Records for bounding box labeling
>> Start
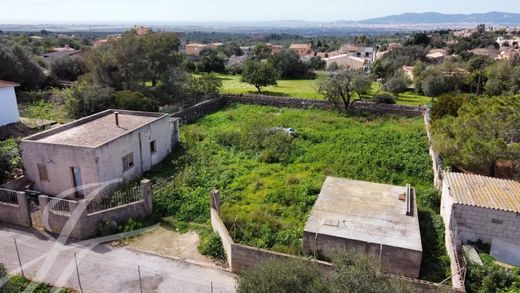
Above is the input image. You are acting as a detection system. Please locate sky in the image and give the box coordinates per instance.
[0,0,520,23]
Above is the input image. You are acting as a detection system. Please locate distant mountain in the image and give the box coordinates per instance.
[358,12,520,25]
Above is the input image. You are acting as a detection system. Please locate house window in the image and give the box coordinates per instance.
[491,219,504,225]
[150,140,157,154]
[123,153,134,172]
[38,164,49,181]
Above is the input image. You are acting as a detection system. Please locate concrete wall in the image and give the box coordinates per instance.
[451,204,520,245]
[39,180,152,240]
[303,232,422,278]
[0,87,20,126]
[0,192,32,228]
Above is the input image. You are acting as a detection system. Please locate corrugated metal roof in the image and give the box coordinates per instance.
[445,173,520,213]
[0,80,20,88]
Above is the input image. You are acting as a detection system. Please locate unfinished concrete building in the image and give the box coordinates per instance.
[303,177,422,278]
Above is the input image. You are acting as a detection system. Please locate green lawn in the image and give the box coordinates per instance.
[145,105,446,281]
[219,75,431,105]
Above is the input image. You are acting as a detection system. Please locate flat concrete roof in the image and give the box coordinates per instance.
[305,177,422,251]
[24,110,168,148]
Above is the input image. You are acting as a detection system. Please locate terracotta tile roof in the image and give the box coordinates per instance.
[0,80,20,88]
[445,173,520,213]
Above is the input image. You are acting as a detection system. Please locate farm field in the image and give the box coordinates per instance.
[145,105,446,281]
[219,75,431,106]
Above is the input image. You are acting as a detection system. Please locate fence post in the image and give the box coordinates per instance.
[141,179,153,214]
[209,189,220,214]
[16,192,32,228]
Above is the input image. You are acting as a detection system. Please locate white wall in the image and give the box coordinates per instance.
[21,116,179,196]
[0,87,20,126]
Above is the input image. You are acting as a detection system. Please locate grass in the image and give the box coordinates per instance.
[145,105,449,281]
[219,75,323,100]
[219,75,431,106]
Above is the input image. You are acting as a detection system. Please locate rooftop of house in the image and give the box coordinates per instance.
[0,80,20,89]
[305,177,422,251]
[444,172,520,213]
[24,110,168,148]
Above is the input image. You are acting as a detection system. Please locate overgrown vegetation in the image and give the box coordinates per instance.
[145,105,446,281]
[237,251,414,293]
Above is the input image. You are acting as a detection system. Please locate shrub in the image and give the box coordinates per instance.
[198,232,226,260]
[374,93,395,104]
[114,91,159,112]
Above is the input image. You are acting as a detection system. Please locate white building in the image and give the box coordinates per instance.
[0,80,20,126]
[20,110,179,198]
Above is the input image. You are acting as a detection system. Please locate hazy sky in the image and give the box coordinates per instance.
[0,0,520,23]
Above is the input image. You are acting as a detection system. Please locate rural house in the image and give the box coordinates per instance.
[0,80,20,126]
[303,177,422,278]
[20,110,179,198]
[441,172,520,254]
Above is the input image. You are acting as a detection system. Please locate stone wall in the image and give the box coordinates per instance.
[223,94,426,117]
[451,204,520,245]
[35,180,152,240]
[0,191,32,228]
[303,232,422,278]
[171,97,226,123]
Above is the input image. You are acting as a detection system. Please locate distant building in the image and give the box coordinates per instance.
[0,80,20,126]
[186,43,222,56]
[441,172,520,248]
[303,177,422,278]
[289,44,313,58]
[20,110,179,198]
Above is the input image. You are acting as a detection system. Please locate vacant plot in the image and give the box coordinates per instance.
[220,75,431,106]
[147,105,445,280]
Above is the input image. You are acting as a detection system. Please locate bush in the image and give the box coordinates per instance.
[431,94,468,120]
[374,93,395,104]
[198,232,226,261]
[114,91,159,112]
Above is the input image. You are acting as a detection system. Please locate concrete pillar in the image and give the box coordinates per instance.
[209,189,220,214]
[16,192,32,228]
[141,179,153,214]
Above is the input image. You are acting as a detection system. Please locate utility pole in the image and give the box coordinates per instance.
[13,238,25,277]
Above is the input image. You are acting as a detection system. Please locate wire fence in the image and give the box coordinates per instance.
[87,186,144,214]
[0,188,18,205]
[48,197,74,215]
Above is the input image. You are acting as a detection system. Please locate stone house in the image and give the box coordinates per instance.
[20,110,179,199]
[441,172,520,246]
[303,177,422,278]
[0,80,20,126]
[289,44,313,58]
>> End
YOUR TASK:
Rewrite the records starting at the line that contains "locate stone house" and ending with the last line, replacing "stone house" with "brick house" and changing nothing else.

OUTPUT OF THE EXERCISE:
Above is the input image. You are acting as a detection system. Please locate brick house in the image and give the box coordinates per instance.
[20,110,179,199]
[441,172,520,246]
[303,177,422,278]
[0,80,20,126]
[289,44,313,58]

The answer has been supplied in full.